Exercise description: Which lines in the rows below contain the string "Query"? Copy each of them.

Listed records:
## begin

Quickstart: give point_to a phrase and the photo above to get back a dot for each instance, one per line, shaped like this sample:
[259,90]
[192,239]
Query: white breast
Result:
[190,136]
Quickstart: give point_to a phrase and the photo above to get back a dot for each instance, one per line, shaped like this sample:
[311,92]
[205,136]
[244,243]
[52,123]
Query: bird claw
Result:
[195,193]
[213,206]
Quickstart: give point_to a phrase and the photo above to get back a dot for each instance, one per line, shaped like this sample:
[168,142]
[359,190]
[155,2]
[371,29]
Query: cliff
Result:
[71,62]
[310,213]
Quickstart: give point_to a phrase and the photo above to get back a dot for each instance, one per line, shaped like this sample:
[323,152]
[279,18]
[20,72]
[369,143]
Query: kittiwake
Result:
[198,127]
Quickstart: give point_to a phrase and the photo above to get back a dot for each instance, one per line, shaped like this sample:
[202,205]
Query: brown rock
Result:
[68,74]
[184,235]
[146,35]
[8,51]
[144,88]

## end
## begin

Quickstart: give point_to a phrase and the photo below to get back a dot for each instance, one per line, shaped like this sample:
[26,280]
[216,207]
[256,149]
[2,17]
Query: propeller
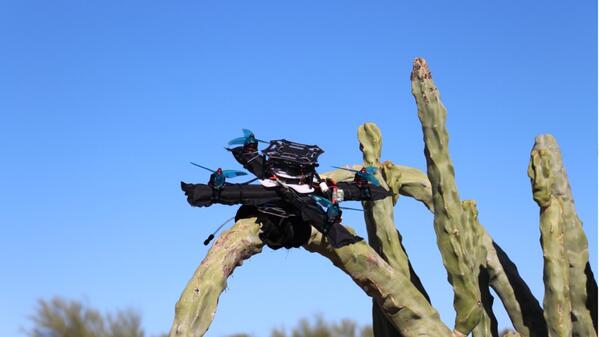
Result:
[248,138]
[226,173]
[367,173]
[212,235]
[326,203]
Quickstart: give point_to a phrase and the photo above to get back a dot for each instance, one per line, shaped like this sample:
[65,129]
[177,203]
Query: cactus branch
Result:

## end

Response below:
Query: white breast
Query: bird claw
Query: cliff
Query: kittiwake
Query: brown rock
Query: propeller
Query: cactus branch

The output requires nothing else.